Casterman
1993
Ego comme X
2005
  Frédéric Boilet a rapporté du Japon un drôle de voyage au bout de la nuit. À nous les petites Japonaises ? Quand la réalité se déchaîne, le rêve en prend un sacré coup !

  Dans Mangazone, on parle généralement de bandes dessinées japonaises. Toutefois, il arrive que paraisse en France une bande dessinée... sur le Japon ! La chose est suffisamment rare pour que nous nous y intéressions. De plus, Love Hotel, que le dessinateur Frédéric Boilet et le scénariste Benoît Peeters viennent de publier aux éditions Casterman, a un cadre contemporain, ce qui est assez inhabituel, les auteurs européens préférant souvent le Japon médiéval.
  Si j'ai cité Frédéric Boilet avant son scénariste, ce n'est pas par hasard. Love Hotel est dans la droite ligne du précédent ouvrage de Boilet, 36 15 Alexia, dont il assurait aussi le scénario. Une fois encore, il nous raconte un amour impossible. Il ne fait pas de doute que Benoît Peeters a joué un rôle dans la mise en forme de ce long récit de pages, mais sa discrétion et son humilité à l'égard de l'univers de Boilet sont véritablement exemplaires.

Objectif de la tâche: Reproduisez à l'identique, dans la présentation de Love Hotel ci-dessus, le passage allant de « Si j'ai cité » jusqu'à « sont véritablement exemplaires. ».

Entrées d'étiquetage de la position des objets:

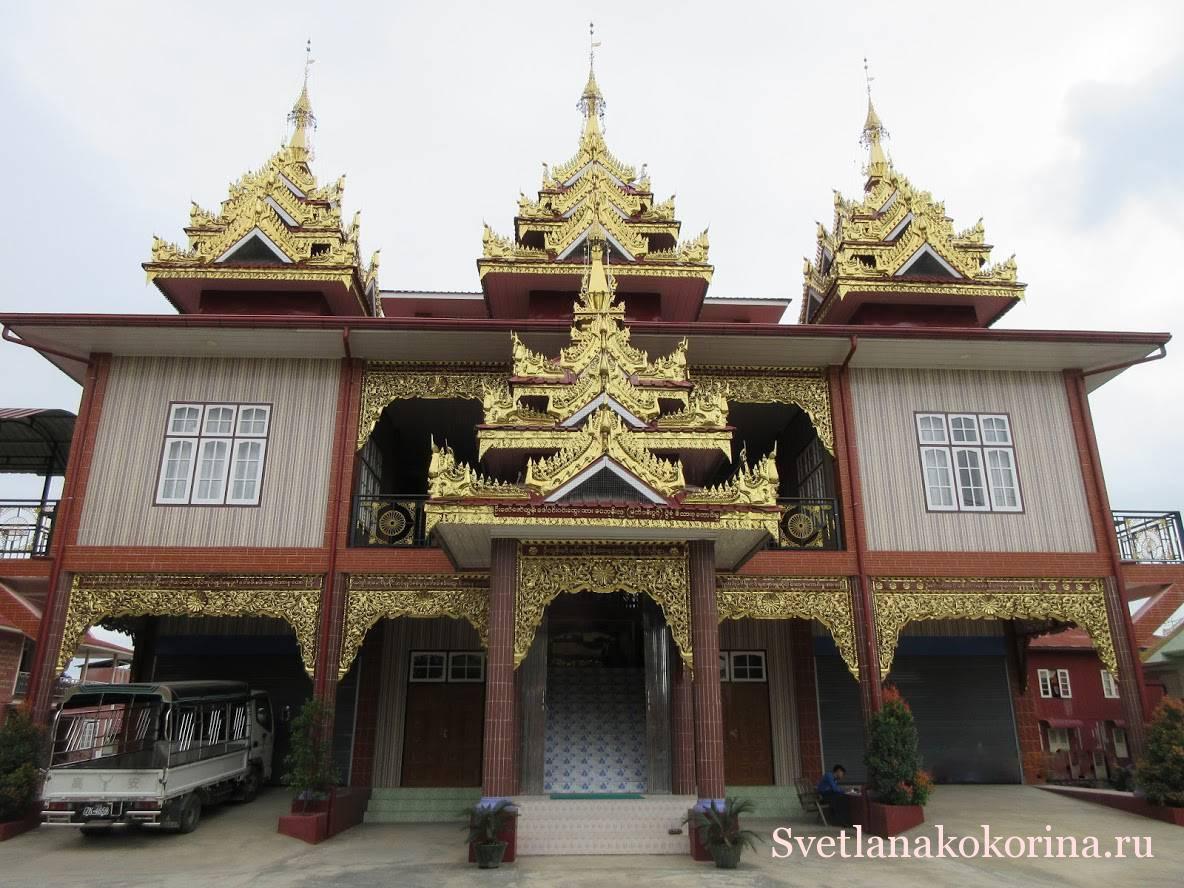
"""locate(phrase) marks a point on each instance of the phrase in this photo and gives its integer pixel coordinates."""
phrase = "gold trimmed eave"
(827, 599)
(656, 570)
(95, 597)
(900, 600)
(374, 597)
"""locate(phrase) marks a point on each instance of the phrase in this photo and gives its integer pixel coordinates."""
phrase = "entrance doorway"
(596, 695)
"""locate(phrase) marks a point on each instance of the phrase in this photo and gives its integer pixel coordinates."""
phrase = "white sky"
(1059, 122)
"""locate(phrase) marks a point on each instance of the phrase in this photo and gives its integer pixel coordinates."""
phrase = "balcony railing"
(26, 527)
(388, 521)
(810, 525)
(1150, 536)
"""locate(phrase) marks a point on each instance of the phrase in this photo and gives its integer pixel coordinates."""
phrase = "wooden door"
(747, 734)
(443, 734)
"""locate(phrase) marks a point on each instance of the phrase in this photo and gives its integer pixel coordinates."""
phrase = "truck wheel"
(250, 789)
(188, 814)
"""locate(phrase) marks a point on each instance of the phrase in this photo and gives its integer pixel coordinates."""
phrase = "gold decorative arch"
(385, 383)
(800, 386)
(900, 600)
(94, 597)
(420, 596)
(655, 570)
(827, 599)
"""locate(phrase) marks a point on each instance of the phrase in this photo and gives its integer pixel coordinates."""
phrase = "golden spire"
(301, 117)
(591, 101)
(873, 133)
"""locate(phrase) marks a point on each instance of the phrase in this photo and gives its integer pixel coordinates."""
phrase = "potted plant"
(1159, 774)
(487, 825)
(21, 763)
(899, 787)
(310, 772)
(719, 830)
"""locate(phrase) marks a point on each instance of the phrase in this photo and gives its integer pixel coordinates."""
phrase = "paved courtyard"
(238, 845)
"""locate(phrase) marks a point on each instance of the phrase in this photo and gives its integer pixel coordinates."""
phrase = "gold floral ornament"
(414, 596)
(654, 570)
(900, 600)
(95, 597)
(827, 599)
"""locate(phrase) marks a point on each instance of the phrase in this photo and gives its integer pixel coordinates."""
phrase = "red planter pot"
(311, 828)
(885, 821)
(14, 828)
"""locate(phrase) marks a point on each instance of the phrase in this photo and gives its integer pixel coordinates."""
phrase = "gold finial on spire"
(874, 130)
(591, 101)
(301, 117)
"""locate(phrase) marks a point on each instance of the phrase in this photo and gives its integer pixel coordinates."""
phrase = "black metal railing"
(1150, 536)
(810, 525)
(26, 527)
(388, 521)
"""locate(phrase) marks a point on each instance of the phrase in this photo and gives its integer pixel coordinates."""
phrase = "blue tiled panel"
(596, 731)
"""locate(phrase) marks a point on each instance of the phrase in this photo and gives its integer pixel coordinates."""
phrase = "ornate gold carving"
(654, 570)
(900, 600)
(94, 597)
(282, 204)
(805, 388)
(419, 596)
(827, 599)
(385, 383)
(875, 238)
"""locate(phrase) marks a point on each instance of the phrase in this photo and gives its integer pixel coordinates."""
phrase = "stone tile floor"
(237, 845)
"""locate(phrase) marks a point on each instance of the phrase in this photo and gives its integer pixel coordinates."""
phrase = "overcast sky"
(1057, 122)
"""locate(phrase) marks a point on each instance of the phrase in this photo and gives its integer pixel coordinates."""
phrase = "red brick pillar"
(682, 716)
(497, 760)
(705, 624)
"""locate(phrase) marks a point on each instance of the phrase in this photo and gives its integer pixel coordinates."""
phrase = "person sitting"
(834, 795)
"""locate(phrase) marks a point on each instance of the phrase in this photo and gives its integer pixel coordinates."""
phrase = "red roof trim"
(558, 326)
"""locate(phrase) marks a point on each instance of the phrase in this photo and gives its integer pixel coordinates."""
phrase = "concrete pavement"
(237, 845)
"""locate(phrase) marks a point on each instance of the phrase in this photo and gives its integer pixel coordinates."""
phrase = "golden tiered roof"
(276, 225)
(875, 244)
(594, 187)
(602, 400)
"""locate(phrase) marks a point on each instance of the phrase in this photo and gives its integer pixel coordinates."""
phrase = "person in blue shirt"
(831, 792)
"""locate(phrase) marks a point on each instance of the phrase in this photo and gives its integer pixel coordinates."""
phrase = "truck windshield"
(110, 731)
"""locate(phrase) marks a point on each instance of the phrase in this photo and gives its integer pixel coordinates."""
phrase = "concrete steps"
(642, 825)
(406, 804)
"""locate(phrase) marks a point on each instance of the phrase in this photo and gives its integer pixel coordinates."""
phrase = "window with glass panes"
(213, 455)
(969, 462)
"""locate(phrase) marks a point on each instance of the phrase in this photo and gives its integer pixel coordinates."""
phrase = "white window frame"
(190, 422)
(1110, 684)
(931, 488)
(982, 486)
(1044, 676)
(429, 680)
(456, 655)
(760, 656)
(1065, 686)
(937, 435)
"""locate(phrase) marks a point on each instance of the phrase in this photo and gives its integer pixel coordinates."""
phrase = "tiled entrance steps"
(596, 731)
(642, 825)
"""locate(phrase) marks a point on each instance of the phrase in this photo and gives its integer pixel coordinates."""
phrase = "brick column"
(497, 759)
(705, 623)
(682, 740)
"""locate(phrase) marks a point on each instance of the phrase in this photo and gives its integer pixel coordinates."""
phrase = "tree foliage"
(1160, 773)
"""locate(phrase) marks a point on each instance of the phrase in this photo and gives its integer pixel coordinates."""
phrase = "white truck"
(153, 754)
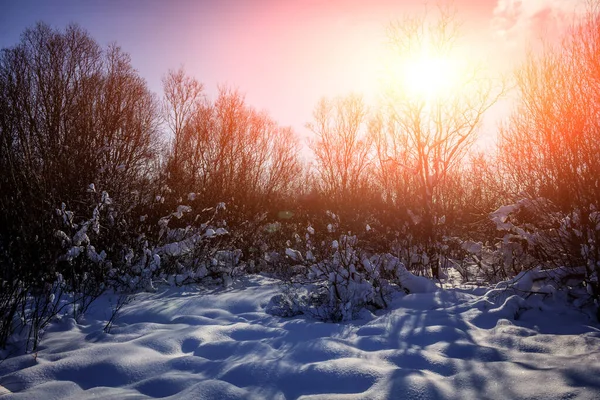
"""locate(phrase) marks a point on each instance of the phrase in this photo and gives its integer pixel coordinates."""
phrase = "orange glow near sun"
(425, 76)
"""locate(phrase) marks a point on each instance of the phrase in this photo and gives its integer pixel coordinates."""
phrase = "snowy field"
(189, 343)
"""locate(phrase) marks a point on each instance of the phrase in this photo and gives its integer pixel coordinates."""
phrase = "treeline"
(104, 184)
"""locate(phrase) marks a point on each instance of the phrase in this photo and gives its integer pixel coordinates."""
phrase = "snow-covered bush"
(333, 280)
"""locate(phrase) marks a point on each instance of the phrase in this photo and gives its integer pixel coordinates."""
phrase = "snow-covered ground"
(190, 343)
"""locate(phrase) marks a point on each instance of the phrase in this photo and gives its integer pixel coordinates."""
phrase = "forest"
(108, 187)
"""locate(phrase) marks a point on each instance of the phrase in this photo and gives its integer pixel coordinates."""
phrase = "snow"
(190, 343)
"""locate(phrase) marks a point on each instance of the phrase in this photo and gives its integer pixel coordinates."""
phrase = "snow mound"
(185, 343)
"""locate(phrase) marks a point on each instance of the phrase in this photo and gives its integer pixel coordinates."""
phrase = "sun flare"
(426, 76)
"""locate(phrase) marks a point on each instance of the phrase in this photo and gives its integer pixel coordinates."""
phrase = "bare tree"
(549, 147)
(342, 147)
(183, 96)
(437, 128)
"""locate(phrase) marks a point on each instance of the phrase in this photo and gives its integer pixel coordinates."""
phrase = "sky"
(283, 54)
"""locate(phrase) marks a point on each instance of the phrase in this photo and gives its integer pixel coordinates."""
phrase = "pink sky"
(284, 54)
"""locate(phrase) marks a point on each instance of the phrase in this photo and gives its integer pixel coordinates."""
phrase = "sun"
(429, 77)
(425, 76)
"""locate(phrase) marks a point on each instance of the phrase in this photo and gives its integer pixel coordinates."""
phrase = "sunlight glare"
(426, 77)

Réponse complète:
Si j'ai cité Frédéric Boilet avant son scénariste, ce n'est pas par hasard. Love Hotel est dans la droite ligne du précédent ouvrage de Boilet, 36 15 Alexia, dont il assurait aussi le scénario. Une fois encore, il nous raconte un amour impossible. Il ne fait pas de doute que Benoît Peeters a joué un rôle dans la mise en forme de ce long récit de pages, mais sa discrétion et son humilité à l'égard de l'univers de Boilet sont véritablement exemplaires.